• Work instructions
Copy out every line of the material below word for word, but leave out the pictures.

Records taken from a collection
────────────────────────────────────────

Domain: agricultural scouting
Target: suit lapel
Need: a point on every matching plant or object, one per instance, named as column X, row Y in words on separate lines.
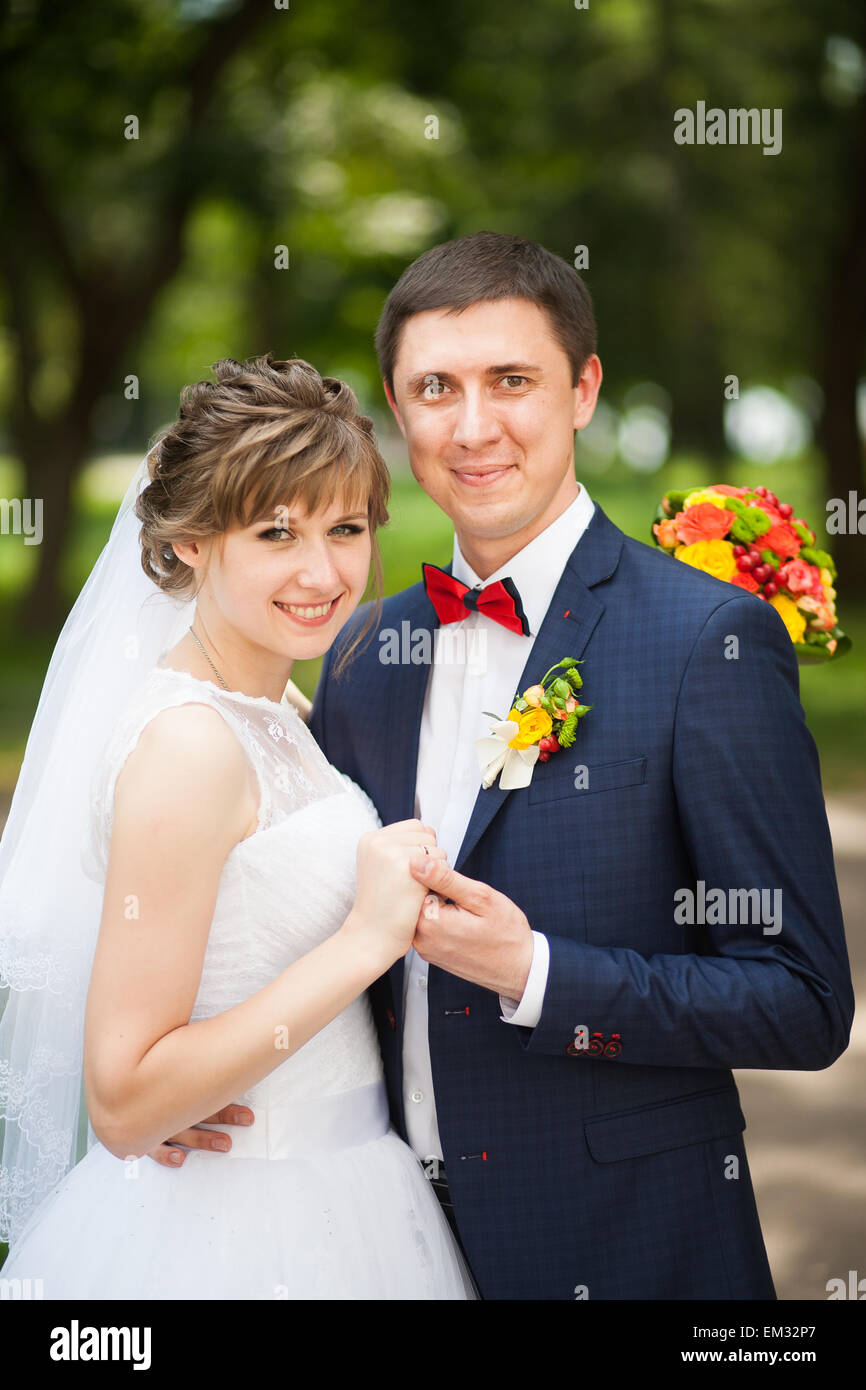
column 405, row 701
column 592, row 560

────────────────────────────────────────

• Result of the task
Domain: agricultural scouting
Target: suit lapel
Need: a point on every matching plant or object, one per instance, named as column X, row Y in words on separate lines.
column 405, row 701
column 592, row 560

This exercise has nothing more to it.